## EXCERPT
------------------------------------------------------------------------

Meanwhile, Reed felt warranted in making a report of results as far as the work had gone. This he did, in person, in a paper, "The Etiology of Yellow Fever: a Preliminary Note," read before the American Public Health Association, meeting at Indianapolis from 22 October to 26 October 1900, and published in the Philadelphia Medical Journal of 27 October. The "Preliminary Note" disposed of the bacillus icteroides of Sanarelli, and drew the flat conclusion that "The mosquito acts as the intermediate host for the parasite of yellow fever."

Reed's preliminary report got a rather cool reception, and aroused some opposition, notably from Dr. Eugene Wasdin of the Marine Hospital Service, who was committed to the Sanarelli thesis, and who attacked Reed's conclusions in the Medical Journal of November 17. 25[1]

Studies at Camp Lazear

Before that time, Reed was back in Cuba and had plunged into the work of planning and providing a camp— Camp Lazear, it was appropriately called— where tests of the transmission of yellow fever could be carried on under conditions controlled with certainty. A site was picked near Columbia Barracks but far enough away from habitation to insure isolation. The distinguishing feature of the camp, located at Quemados de Marianao, a suburb of Havana, was two small frame buildings, each 14 by 20 feet, located on the opposite slopes of a little valley about 80 yards from each other and the same distance from the camp proper. One, the "Infected Mosquito Building," was designed to test the mosquito theory; the other, the "Infected Clothing Building," was designed to test the currently accepted theory of infection by contact with the clothing, bedding, and other articles which had been in close contact with yellow fever patients (fig. 45). 26[2]

Camp Lazear was put in operation on 20 November 1900, manned by a service detachment of volunteers— two doctors, one an immune; one hospital steward, an immune; nine privates of the hospital corps, one of whom was immune; and an immune ambulance driver. A strict quarantine was established, with no one except the four immunes permitted to enter or leave the isolated camp.

  1. 25 Dr. Wasdin's article appears in: Philadelphia Medical Journal 6: 951, 952, 17 November 1900.
  2. 26 Reed, W., Carroll, J., and Ajramonte, A.: The Etiology of Yellow Fever. An Additional Note. Journal of the American Medical Association 36: 431-440, 16 February 1907.

------------------------------------------------------------------------

[Excerpts from a dataset]
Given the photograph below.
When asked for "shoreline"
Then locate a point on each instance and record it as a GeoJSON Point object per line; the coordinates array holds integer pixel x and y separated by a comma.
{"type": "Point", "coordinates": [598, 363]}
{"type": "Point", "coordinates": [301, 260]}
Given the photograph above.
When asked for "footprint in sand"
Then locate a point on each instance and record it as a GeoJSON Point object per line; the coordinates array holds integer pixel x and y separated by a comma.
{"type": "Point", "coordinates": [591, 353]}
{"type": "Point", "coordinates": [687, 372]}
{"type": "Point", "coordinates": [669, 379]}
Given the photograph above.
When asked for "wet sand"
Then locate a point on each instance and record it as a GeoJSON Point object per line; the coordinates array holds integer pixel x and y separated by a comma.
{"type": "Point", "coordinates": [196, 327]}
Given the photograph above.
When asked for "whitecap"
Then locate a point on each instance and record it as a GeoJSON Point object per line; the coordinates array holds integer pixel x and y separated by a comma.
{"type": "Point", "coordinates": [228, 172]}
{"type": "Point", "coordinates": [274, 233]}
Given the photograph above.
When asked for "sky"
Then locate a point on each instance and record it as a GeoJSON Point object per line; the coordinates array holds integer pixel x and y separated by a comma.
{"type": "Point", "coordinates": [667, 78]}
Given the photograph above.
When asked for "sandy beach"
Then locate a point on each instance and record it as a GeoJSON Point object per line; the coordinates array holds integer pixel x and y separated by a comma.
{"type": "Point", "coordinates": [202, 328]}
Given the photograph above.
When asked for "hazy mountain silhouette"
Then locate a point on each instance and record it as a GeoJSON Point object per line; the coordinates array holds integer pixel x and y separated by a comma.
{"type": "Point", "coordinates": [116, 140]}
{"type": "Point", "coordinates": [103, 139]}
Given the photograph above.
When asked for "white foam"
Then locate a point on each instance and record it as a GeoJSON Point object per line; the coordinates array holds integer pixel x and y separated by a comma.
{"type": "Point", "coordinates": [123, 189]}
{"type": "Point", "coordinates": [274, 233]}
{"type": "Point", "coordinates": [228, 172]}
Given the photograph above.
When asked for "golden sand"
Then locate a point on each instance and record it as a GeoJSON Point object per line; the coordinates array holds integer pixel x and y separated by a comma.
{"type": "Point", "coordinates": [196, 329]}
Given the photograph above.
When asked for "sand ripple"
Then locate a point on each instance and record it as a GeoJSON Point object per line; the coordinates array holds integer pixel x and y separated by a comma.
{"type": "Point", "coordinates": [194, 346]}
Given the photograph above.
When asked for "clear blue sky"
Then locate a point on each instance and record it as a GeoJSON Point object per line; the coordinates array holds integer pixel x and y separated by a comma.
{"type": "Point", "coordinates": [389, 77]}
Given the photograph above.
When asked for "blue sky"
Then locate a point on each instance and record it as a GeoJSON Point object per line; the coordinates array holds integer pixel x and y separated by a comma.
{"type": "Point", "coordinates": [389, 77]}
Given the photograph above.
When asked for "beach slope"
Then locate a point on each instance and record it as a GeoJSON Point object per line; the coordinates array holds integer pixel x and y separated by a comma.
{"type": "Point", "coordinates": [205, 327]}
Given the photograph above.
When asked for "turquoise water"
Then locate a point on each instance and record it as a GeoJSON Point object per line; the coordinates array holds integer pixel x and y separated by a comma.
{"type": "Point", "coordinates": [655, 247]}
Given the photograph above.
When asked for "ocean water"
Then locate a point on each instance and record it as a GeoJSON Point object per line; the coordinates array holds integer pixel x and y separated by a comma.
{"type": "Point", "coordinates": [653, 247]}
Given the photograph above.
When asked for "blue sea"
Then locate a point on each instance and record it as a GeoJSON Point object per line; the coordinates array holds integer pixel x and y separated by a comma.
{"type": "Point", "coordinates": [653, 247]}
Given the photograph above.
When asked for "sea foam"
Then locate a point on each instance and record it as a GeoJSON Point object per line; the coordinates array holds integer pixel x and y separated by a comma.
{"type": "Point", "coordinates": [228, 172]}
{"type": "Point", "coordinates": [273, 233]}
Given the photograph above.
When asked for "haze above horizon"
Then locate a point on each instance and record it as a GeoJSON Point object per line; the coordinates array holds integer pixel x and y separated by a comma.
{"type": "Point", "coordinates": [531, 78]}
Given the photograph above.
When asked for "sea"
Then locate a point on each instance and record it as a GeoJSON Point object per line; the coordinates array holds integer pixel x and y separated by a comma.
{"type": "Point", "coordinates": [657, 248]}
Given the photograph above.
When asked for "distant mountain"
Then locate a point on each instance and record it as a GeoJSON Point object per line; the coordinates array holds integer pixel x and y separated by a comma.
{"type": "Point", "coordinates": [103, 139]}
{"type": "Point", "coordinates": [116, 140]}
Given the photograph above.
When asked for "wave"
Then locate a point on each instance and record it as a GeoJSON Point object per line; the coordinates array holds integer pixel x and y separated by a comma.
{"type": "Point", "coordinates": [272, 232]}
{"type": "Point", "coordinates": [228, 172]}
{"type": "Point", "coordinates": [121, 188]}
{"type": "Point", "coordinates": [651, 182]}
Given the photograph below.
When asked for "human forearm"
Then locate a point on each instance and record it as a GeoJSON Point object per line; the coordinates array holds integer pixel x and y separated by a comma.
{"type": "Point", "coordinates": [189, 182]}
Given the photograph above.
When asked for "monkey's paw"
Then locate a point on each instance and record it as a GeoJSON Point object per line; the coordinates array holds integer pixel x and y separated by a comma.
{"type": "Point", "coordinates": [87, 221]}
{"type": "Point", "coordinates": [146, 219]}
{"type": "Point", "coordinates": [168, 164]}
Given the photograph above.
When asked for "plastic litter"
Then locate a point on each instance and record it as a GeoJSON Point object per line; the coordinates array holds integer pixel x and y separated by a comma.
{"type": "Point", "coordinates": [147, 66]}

------------------------------------------------------------------------

## EXERCISE AIM
Set down the portion of the yellow fever passage above that lies between "1. 25 Dr. Wasdin's" and "16 February 1907.", inclusive.

## WORKED SOLUTION
1. 25 Dr. Wasdin's article appears in: Philadelphia Medical Journal 6: 951, 952, 17 November 1900.
  2. 26 Reed, W., Carroll, J., and Ajramonte, A.: The Etiology of Yellow Fever. An Additional Note. Journal of the American Medical Association 36: 431-440, 16 February 1907.